--- START Page excerpt ---

|
[Date Prev][Date Next][Thread Prev][Thread Next][Date Index][Thread Index] [Xen-devel] [PATCH v7 for-xen-4.5 1/2] dpci: Move from an hvm_irq_dpci (and struct domain) to an hvm_dirq_dpci model.
When an interrupt for an PCI (or PCIe) passthrough device
is to be sent to a guest, we find the appropiate
'hvm_dirq_dpci' structure for the interrupt (PIRQ), set
a bit, and schedule an tasklet.
Then the 'hvm_dirq_assist' tasklet gets called with the 'struct
domain' from which we it iterates over all of the 'hvm_dirq_dpci'
which are mapped to the guest. However, it is important to
note that when we setup the 'hvm_dirq_dpci' we have a field
for the 'struct domain' that we can use instead of
having to pass in the 'struct domain'.
As such this patch moves the tasklet to the 'struct hvm_dirq_dpci'
and sets the 'dom' field to the domain. We also double-check
that the '->dom' is not reset before using it.
We have to be careful with this as that means we MUST have
'dom' set before pirq_guest_bind() is called. As such
we add the 'pirq_dpci->dom = d;' to cover for all such
cases.
The mechanism to tear it down is more complex as there
are two ways it can be executed:
a) pci_clean_dpci_irq. This gets called when the guest is
being destroyed. We end up calling 'tasklet_kill'.
The scenarios in which the 'struct pirq' (and subsequently
the 'hvm_pirq_dpci') gets destroyed is when:
- guest did not use the pirq at all after setup.
- guest did use pirq, but decided to mask and left it in that
state.
- guest did use pirq, but crashed.

--- END Page excerpt ---

Task requirements>
- A) From the patch message above, answer each on its own line:
(i) What field must be set before pirq_guest_bind() is called?
(ii) Which function gets called when the guest is being destroyed?
(iii) To which structure does the patch move the tasklet?
- B) Write out the patch message word for word from "We have to be" to "pirq, but crashed.".

--- START Supplied material ---

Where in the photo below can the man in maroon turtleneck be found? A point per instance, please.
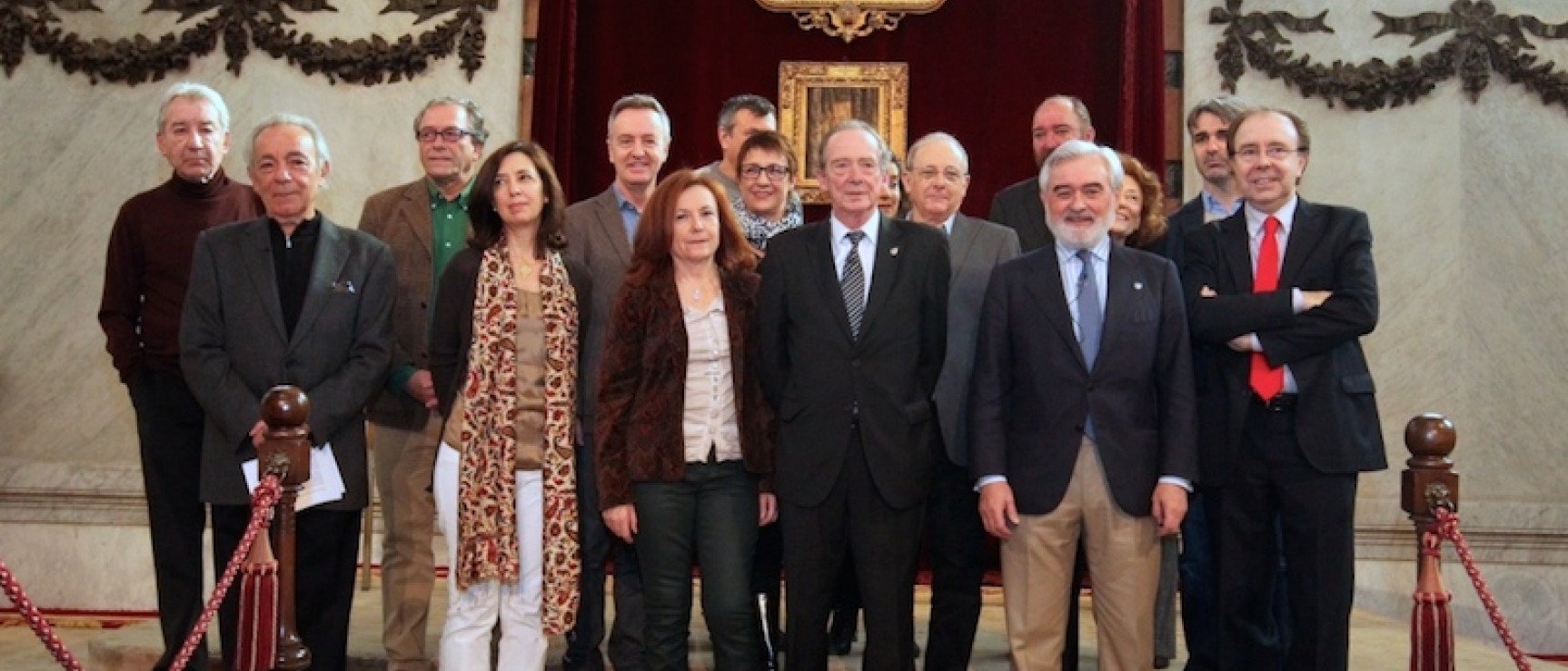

--- END Supplied material ---

Answers for the tasks>
- A)
(i) The 'dom' field ('pirq_dpci->dom').
(ii) pci_clean_dpci_irq.
(iii) The 'struct hvm_dirq_dpci'.

- B)
We have to be careful with this as that means we MUST have
'dom' set before pirq_guest_bind() is called. As such
we add the 'pirq_dpci->dom = d;' to cover for all such
cases.
The mechanism to tear it down is more complex as there
are two ways it can be executed:
a) pci_clean_dpci_irq. This gets called when the guest is
being destroyed. We end up calling 'tasklet_kill'.
The scenarios in which the 'struct pirq' (and subsequently
the 'hvm_pirq_dpci') gets destroyed is when:
- guest did not use the pirq at all after setup.
- guest did use pirq, but decided to mask and left it in that
state.
- guest did use pirq, but crashed.